INPUT DATA –
※ ※ ※

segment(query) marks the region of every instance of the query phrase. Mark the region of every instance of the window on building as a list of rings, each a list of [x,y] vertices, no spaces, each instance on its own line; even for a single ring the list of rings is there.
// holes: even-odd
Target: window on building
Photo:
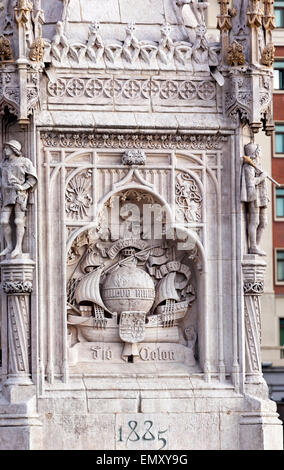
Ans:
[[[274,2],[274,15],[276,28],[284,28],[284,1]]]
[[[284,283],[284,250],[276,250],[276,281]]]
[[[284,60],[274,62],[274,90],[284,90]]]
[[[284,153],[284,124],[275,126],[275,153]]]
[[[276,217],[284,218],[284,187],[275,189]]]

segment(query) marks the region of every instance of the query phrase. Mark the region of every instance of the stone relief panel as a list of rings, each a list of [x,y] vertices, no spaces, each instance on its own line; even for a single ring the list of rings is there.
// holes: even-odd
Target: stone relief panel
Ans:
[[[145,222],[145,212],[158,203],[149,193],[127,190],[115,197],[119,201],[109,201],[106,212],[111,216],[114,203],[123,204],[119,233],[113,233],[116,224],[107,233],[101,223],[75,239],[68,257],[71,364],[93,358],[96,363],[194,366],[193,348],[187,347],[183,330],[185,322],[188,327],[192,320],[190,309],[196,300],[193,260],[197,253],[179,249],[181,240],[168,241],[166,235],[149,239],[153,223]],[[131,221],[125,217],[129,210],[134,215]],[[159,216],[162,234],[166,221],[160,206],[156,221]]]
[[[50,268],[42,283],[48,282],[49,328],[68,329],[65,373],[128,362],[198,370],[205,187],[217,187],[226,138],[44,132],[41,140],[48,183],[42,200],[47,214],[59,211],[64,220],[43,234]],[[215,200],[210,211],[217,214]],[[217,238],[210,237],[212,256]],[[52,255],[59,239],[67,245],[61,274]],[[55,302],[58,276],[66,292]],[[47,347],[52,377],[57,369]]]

※ ※ ※

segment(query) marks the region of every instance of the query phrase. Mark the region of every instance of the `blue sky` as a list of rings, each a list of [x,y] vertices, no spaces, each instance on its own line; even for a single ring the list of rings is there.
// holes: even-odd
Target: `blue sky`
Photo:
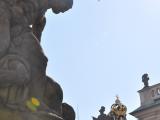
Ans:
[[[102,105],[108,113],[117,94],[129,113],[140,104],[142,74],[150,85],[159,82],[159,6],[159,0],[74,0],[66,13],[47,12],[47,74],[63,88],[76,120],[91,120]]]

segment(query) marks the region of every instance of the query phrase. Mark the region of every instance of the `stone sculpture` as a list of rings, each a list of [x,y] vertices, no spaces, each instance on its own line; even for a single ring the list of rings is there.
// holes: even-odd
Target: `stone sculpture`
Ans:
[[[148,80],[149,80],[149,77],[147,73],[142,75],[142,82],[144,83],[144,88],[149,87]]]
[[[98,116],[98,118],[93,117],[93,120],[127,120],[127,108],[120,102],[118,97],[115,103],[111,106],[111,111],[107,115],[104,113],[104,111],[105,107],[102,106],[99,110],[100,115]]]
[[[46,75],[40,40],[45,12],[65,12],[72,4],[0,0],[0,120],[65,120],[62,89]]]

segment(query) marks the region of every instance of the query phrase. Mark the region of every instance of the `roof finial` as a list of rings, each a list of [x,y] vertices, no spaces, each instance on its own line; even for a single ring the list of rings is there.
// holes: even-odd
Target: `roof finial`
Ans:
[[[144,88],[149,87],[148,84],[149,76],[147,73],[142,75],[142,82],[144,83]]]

※ ※ ※

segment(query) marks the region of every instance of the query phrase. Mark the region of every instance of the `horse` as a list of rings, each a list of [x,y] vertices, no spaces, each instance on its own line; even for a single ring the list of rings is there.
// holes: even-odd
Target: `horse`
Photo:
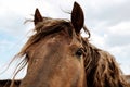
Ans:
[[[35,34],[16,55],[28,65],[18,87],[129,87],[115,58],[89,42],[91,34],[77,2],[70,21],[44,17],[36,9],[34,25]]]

※ ※ ※

Rewrite the items from the line with "of the window" to the line with "[[[276,217],[284,218],[284,187],[275,189]]]", replacing "window on building" with "building window" and keeping everything else the same. Omit the pictures from your answer.

WRITTEN SOLUTION –
segment(query) marks the region of every instance of the query phrase. Mark the region of every instance of the building window as a list of rings, each a list of [x,y] vertices, no spaces, each instance on its own line; even for a single ring the list of rings is there.
// holes: even-odd
Target: building window
Photo:
Ans:
[[[274,2],[274,15],[276,28],[284,28],[284,1]]]
[[[284,283],[284,250],[276,250],[276,281]]]
[[[284,60],[274,62],[274,90],[284,90]]]
[[[284,153],[284,124],[275,126],[275,153]]]
[[[276,217],[284,218],[284,187],[275,189]]]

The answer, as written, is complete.